# Material for this task
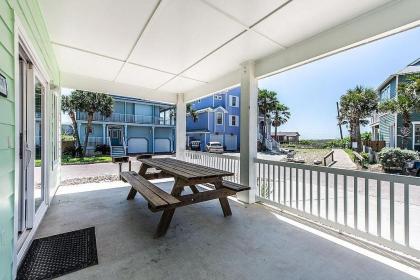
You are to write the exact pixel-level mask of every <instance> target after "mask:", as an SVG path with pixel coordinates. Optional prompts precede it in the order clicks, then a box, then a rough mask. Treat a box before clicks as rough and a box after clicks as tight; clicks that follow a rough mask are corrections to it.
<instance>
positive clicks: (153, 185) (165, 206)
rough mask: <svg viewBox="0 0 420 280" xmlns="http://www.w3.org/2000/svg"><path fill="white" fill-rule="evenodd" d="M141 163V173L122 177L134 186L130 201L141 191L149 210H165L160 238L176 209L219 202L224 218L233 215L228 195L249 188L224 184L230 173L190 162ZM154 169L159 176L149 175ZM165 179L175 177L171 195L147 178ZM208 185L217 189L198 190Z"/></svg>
mask: <svg viewBox="0 0 420 280" xmlns="http://www.w3.org/2000/svg"><path fill="white" fill-rule="evenodd" d="M139 161H141V163H142V165H141V167H140V170H139V173H138V174H135V173H134V172H125V174H124V176H123V179H124V180H125V181H126V182H129V183H130V184H131V185H132V187H131V189H130V192H129V194H128V196H127V199H133V198H134V197H135V195H136V193H137V192H139V193H140V194H142V195H143V197H144V198H145V199H146V200H148V202H149V208H150V210H152V211H160V210H163V214H162V216H161V218H160V222H159V225H158V228H157V231H156V234H155V237H160V236H162V235H164V234H165V233H166V231H167V230H168V227H169V225H170V223H171V220H172V217H173V215H174V213H175V209H176V208H177V207H181V206H186V205H190V204H194V203H199V202H203V201H208V200H212V199H219V202H220V206H221V208H222V211H223V215H224V216H225V217H226V216H230V215H232V211H231V209H230V205H229V202H228V199H227V196H230V195H234V194H236V193H237V192H238V191H243V190H248V189H249V188H248V187H246V186H241V185H239V184H235V183H232V182H227V181H224V180H223V177H225V176H232V175H233V173H232V172H229V171H224V170H219V169H215V168H210V167H206V166H202V165H198V164H193V163H188V162H185V161H180V160H176V159H173V158H145V159H139ZM152 168H153V169H156V170H158V171H159V176H154V175H153V174H151V173H148V172H147V171H148V170H149V169H152ZM136 176H137V177H136ZM162 177H174V178H175V183H174V185H173V187H172V191H171V193H170V194H168V193H166V192H164V191H163V190H161V189H160V188H159V187H158V186H156V185H154V184H152V183H151V182H150V181H147V179H153V178H162ZM138 183H140V184H138ZM207 183H209V184H212V185H214V189H212V190H205V191H199V189H198V188H197V185H198V184H207ZM139 185H140V187H139ZM185 187H189V188H190V189H191V191H192V194H186V195H182V191H183V190H184V188H185Z"/></svg>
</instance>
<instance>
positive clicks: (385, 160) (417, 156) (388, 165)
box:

# Requirement
Take the lines from the start of the entries through the line containing "positive clicks: (153, 185) (165, 206)" and set them down exactly, leaving out every picture.

# Task solution
You are to write the exact pixel-level mask of every <instance> target after "mask:", as an SVG path with pixel coordinates. Optional prompts precede it in the order clicks, then a box, then a rough mask. Treat a box before clicks as rough and a box after clicks as tight; clicks that follow a rough mask are corrections to it.
<instance>
positive clicks: (153, 185) (165, 206)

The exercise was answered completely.